- YOUR GOAL
Please list each line of the listing below that contains the word "hair". Case matters.

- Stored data

▬▬▬▬▬▬

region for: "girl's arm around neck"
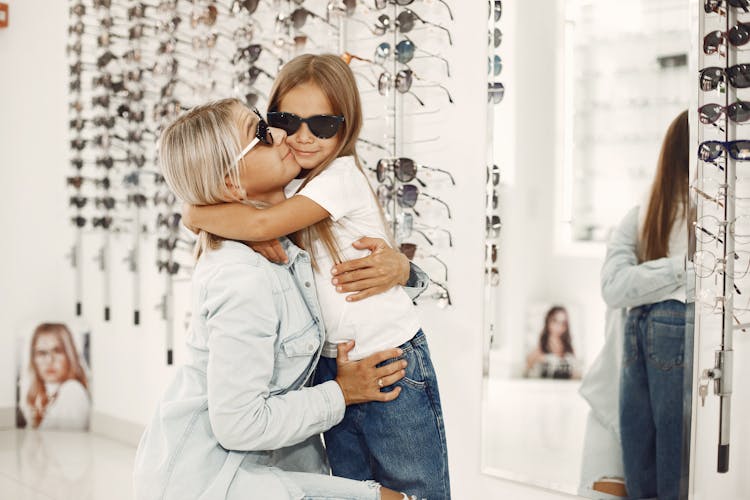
[183,195,330,241]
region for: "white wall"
[0,0,604,500]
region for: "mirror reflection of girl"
[185,55,450,500]
[21,323,91,430]
[526,306,580,379]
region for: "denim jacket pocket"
[271,321,320,392]
[646,319,685,371]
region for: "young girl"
[185,55,450,499]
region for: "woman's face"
[33,333,70,384]
[236,106,300,200]
[547,311,568,337]
[278,82,339,170]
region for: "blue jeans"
[620,300,685,500]
[315,330,450,500]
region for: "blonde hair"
[159,99,250,259]
[268,54,395,269]
[26,323,88,428]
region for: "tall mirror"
[482,0,696,498]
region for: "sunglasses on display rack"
[487,28,503,48]
[276,7,334,30]
[703,23,750,55]
[487,82,505,104]
[372,9,453,45]
[375,158,456,186]
[487,0,503,22]
[693,215,750,245]
[375,0,453,21]
[485,215,503,238]
[700,64,750,92]
[396,212,453,247]
[487,54,503,76]
[698,140,750,162]
[376,38,451,76]
[267,111,344,139]
[698,101,750,125]
[378,69,453,106]
[378,184,453,219]
[693,250,750,279]
[703,0,750,14]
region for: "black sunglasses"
[703,23,750,55]
[698,101,750,125]
[703,0,750,14]
[268,111,344,139]
[700,64,750,92]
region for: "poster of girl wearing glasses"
[16,323,91,430]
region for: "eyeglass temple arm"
[419,165,456,186]
[420,193,453,219]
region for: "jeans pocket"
[646,319,685,371]
[622,313,640,366]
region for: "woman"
[526,306,580,379]
[608,111,689,500]
[134,99,428,500]
[22,323,91,430]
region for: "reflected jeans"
[620,300,685,500]
[315,330,450,500]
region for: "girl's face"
[547,311,568,337]
[278,82,339,170]
[236,106,300,201]
[33,333,70,384]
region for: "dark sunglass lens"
[726,64,750,89]
[703,30,724,55]
[727,23,750,47]
[395,158,417,182]
[698,141,724,161]
[396,10,415,33]
[268,112,302,135]
[389,40,416,64]
[307,115,341,139]
[729,141,750,161]
[375,160,388,182]
[700,66,724,91]
[727,101,750,123]
[698,104,722,125]
[396,184,419,208]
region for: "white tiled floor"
[0,429,135,500]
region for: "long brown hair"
[268,54,393,269]
[539,306,575,355]
[26,323,88,428]
[638,110,690,262]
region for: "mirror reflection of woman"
[526,306,580,379]
[22,323,91,430]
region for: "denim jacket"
[134,240,428,500]
[579,207,695,436]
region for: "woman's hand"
[250,239,289,264]
[336,340,406,406]
[331,237,409,302]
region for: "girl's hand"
[336,340,406,406]
[250,239,289,264]
[331,237,409,302]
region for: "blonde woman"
[134,99,426,500]
[21,323,91,430]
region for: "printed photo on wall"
[524,304,581,379]
[16,322,91,431]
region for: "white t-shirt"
[297,156,420,360]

▬▬▬▬▬▬

- THE SOLUTION
region for: "blonde hair"
region for: "long brown hair"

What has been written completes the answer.